◆ SET OF TASKS:
(1) Copy the earnings call transcript word for word, between "Okay. No, that's" and "at this point?", inclusive.
(2) According to the earnings call transcript, how much backlog does the company have in its core business?

*** DOCUMENT EXTRACT ***

Yeah. I think that, you know, as we talked about, you know, in our prepared remarks as well as in the presentation, you know, we're just reconfirming, you know, the guideposts that we put out. With our current visibility, we feel like, you know, those continue to remain, you know, the appropriate guide. If there's a change in that, you know, we would be, you know, we'd be, you know, telling people that that was different. I think we believe that that's still the, you know, the range that we're gonna be in. I think as it relates to, you know, thinking about that guide, it, you know, it clearly, you know, the math tells us that, you know, we're gonna have a better H2.
As we've been, you know, talking about since our Q4, we've implemented our price increase. We have, you know, in our core business, $3.8 billion worth of backlog, and it just is gonna take time for the pricing to work all the way through. We saw a step function change from Q1 to Q2, and as we've been, you know, talking about, we'll see more in the H2 of that price coming through.
The other thing I would add to that, Samik, is that in the Q3 earnings report, we will give you guidance for 2023.
Okay. No, that's great. For my follow-up, Kyle, you talked about the need to invest in the business, and we all are aware of sort of the macro slowdown that increasingly is getting talked about or, sort of, speculated for the next 12 months. In light of that, and the need to continue to invest in the business to grow the business, how are you thinking about liquidity or more so sort of minimum cash on the balance sheet at this point?

*** DATA SECTION ***

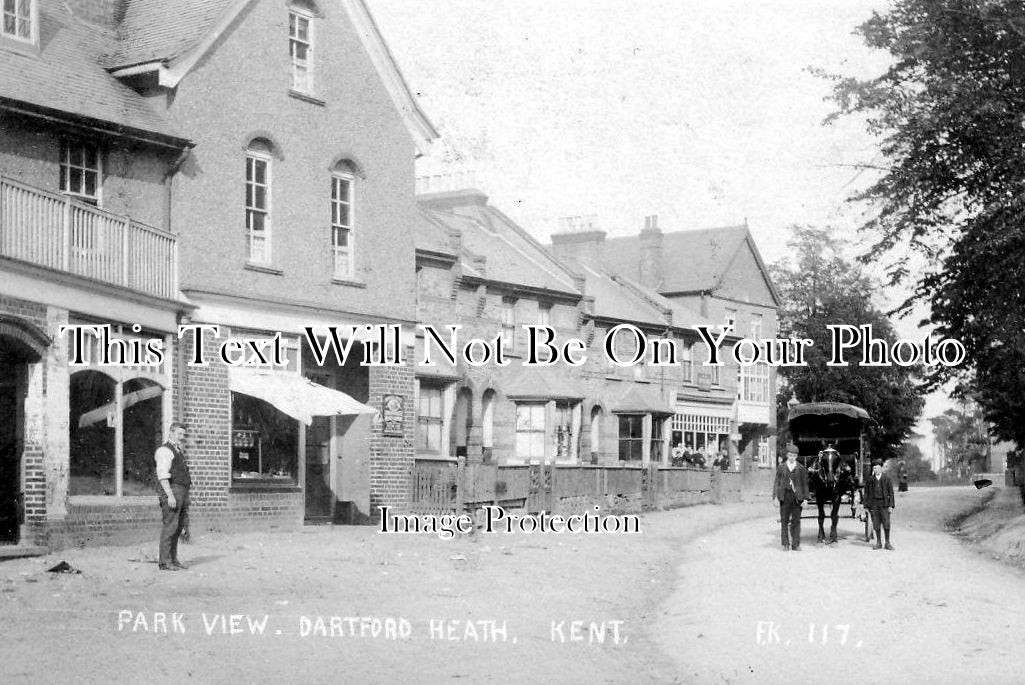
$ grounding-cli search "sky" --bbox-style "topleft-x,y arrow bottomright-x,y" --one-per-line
367,0 -> 943,459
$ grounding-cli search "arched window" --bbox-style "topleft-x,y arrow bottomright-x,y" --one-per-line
246,138 -> 274,265
331,161 -> 356,281
590,407 -> 604,464
481,390 -> 495,464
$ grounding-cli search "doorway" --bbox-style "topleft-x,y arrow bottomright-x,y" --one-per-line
0,334 -> 35,545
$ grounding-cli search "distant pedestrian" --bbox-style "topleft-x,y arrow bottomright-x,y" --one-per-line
865,459 -> 894,551
154,421 -> 192,571
773,445 -> 808,552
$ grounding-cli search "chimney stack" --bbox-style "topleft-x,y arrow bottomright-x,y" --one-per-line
638,214 -> 662,291
551,214 -> 605,266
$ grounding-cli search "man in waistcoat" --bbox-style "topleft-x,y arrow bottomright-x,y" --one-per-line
865,459 -> 894,551
154,421 -> 192,571
773,445 -> 808,552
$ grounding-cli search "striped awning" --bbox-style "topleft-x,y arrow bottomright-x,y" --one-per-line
228,366 -> 377,426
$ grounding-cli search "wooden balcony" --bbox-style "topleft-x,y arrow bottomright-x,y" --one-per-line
0,175 -> 178,299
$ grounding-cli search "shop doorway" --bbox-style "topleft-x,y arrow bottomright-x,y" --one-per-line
0,333 -> 39,545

***

◆ COMPLETE ANSWERS:
(1)
Okay. No, that's great. For my follow-up, Kyle, you talked about the need to invest in the business, and we all are aware of sort of the macro slowdown that increasingly is getting talked about or, sort of, speculated for the next 12 months. In light of that, and the need to continue to invest in the business to grow the business, how are you thinking about liquidity or more so sort of minimum cash on the balance sheet at this point?

(2) $3.8 billion.